- [Short task]: Turn the items from the start of the records through the line containing "pixel 454 378", inclusive, into a two-column CSV with the headers item_text and answer, one row per item, each value in a single quoted field with line breaks replaced by spaces. Leave the pictures out.
─── Material provided ───
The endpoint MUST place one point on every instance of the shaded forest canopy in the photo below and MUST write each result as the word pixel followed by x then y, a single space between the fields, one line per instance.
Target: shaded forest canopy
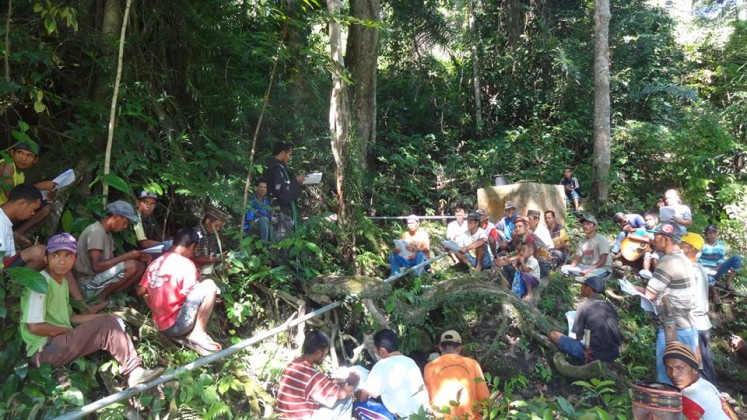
pixel 194 87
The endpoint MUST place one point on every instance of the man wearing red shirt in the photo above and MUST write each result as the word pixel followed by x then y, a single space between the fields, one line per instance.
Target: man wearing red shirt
pixel 180 304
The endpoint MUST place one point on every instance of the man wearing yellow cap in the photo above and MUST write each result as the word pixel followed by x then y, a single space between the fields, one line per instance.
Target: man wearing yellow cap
pixel 700 399
pixel 691 244
pixel 454 378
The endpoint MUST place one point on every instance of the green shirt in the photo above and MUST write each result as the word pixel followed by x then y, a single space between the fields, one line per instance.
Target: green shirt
pixel 53 308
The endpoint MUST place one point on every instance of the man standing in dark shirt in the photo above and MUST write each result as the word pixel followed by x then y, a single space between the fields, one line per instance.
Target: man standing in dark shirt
pixel 600 318
pixel 283 189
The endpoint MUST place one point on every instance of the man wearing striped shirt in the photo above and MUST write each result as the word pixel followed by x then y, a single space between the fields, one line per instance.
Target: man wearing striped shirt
pixel 307 393
pixel 672 280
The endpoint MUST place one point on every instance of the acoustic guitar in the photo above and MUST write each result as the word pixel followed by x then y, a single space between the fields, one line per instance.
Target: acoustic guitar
pixel 633 247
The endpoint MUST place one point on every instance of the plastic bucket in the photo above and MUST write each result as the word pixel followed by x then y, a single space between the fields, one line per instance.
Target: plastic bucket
pixel 656 400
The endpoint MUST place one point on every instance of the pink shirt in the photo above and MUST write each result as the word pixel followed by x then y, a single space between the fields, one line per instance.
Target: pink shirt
pixel 168 280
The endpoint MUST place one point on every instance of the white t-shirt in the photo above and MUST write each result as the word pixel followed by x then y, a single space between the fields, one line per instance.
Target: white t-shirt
pixel 454 230
pixel 700 292
pixel 7 243
pixel 544 234
pixel 399 383
pixel 532 263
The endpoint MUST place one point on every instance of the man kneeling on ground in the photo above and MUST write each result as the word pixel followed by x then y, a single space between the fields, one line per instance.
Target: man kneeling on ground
pixel 46 322
pixel 475 252
pixel 307 393
pixel 98 271
pixel 597 316
pixel 181 306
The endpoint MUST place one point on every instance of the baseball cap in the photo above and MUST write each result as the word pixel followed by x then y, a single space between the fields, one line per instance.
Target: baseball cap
pixel 589 218
pixel 451 336
pixel 216 213
pixel 474 216
pixel 122 208
pixel 668 229
pixel 596 283
pixel 710 228
pixel 146 194
pixel 694 240
pixel 28 145
pixel 62 241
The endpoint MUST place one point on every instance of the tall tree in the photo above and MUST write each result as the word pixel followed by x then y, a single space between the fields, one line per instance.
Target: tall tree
pixel 339 127
pixel 475 63
pixel 601 163
pixel 361 57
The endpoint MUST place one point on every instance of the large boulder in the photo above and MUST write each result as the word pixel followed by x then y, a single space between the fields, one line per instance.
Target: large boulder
pixel 526 196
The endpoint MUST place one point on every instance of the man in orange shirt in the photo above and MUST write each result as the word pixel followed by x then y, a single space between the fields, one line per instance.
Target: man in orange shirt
pixel 451 377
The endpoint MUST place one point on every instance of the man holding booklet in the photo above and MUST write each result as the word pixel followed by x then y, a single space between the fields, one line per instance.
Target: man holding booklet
pixel 472 246
pixel 412 249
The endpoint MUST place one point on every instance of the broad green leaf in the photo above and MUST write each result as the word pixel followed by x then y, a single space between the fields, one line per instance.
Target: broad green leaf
pixel 28 277
pixel 116 182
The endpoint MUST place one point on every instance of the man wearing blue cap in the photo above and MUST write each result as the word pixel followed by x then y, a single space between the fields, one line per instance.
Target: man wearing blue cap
pixel 98 271
pixel 672 282
pixel 597 316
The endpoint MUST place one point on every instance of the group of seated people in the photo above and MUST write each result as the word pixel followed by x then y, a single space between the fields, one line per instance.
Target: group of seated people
pixel 678 266
pixel 89 270
pixel 448 386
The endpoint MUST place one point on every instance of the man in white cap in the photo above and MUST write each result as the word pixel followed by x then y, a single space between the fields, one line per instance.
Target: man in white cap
pixel 455 378
pixel 600 318
pixel 418 248
pixel 98 271
pixel 593 254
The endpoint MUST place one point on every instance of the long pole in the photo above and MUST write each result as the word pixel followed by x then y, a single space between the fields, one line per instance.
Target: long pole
pixel 129 392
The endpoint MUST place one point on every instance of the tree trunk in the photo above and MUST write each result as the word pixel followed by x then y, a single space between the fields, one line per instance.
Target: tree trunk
pixel 601 164
pixel 339 127
pixel 475 64
pixel 361 57
pixel 115 94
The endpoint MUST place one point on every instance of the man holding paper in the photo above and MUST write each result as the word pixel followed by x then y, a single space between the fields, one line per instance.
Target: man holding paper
pixel 597 316
pixel 474 251
pixel 672 280
pixel 412 249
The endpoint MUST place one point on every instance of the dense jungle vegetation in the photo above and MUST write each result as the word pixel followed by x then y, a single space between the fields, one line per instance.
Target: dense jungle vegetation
pixel 206 87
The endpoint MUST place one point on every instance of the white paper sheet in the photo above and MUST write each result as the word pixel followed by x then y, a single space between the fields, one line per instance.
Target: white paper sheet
pixel 451 246
pixel 312 178
pixel 402 245
pixel 646 303
pixel 63 180
pixel 570 316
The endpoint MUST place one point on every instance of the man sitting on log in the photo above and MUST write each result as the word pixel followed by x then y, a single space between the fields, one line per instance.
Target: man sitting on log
pixel 630 223
pixel 713 258
pixel 599 318
pixel 47 322
pixel 593 254
pixel 670 290
pixel 98 271
pixel 700 399
pixel 307 393
pixel 180 304
pixel 453 378
pixel 559 235
pixel 418 245
pixel 538 229
pixel 521 236
pixel 474 251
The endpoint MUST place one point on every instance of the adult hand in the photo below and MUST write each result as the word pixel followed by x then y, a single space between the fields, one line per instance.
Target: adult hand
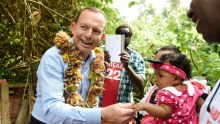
pixel 125 58
pixel 107 58
pixel 118 113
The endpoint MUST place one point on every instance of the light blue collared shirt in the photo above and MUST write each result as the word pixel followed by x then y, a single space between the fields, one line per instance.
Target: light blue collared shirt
pixel 50 106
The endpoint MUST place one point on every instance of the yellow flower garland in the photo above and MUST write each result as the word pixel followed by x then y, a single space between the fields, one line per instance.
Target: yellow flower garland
pixel 73 56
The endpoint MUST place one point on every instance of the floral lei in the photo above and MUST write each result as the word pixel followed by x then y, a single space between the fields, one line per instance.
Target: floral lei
pixel 73 56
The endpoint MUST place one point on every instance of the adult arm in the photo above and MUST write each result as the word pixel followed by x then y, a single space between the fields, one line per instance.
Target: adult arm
pixel 136 72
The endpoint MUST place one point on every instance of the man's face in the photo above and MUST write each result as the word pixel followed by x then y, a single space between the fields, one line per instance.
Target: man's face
pixel 88 31
pixel 206 15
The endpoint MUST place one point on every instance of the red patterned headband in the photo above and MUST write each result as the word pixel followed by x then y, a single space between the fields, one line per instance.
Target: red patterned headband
pixel 171 69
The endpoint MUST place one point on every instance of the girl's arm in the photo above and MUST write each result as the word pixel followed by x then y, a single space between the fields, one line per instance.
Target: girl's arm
pixel 199 104
pixel 158 111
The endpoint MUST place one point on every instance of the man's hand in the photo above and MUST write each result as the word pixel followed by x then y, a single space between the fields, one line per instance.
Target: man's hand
pixel 107 58
pixel 125 58
pixel 118 114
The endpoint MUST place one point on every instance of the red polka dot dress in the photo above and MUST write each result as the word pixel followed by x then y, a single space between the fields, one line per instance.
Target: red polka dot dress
pixel 183 103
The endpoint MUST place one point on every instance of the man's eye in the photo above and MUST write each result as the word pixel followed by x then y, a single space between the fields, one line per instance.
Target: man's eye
pixel 97 32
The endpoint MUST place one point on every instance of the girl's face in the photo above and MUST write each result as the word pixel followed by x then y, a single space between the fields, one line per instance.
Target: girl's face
───
- [Expected answer]:
item_text,answer
"The endpoint MUST place one point on every instance of the shaded forest canopy in the photo below and MUST write each result as the word pixel followed by x then y, a single space between the fields, one line per instance. Target: shaded forest canopy","pixel 194 87"
"The endpoint MUST place one point on every instance of the man wearing red shirt in the photo above and MUST write each result as the word pixel followed by x then y, a single space between the fields, one line per instance. Target: man wearing red shirt","pixel 180 304"
"The endpoint MUST place one point on every instance of the man wearing yellow cap in the photo above and MUST write each result as the word pixel followed by x then y, a single space between the fields, one line per instance. Target: man wearing yellow cap","pixel 700 399 pixel 691 244 pixel 454 378"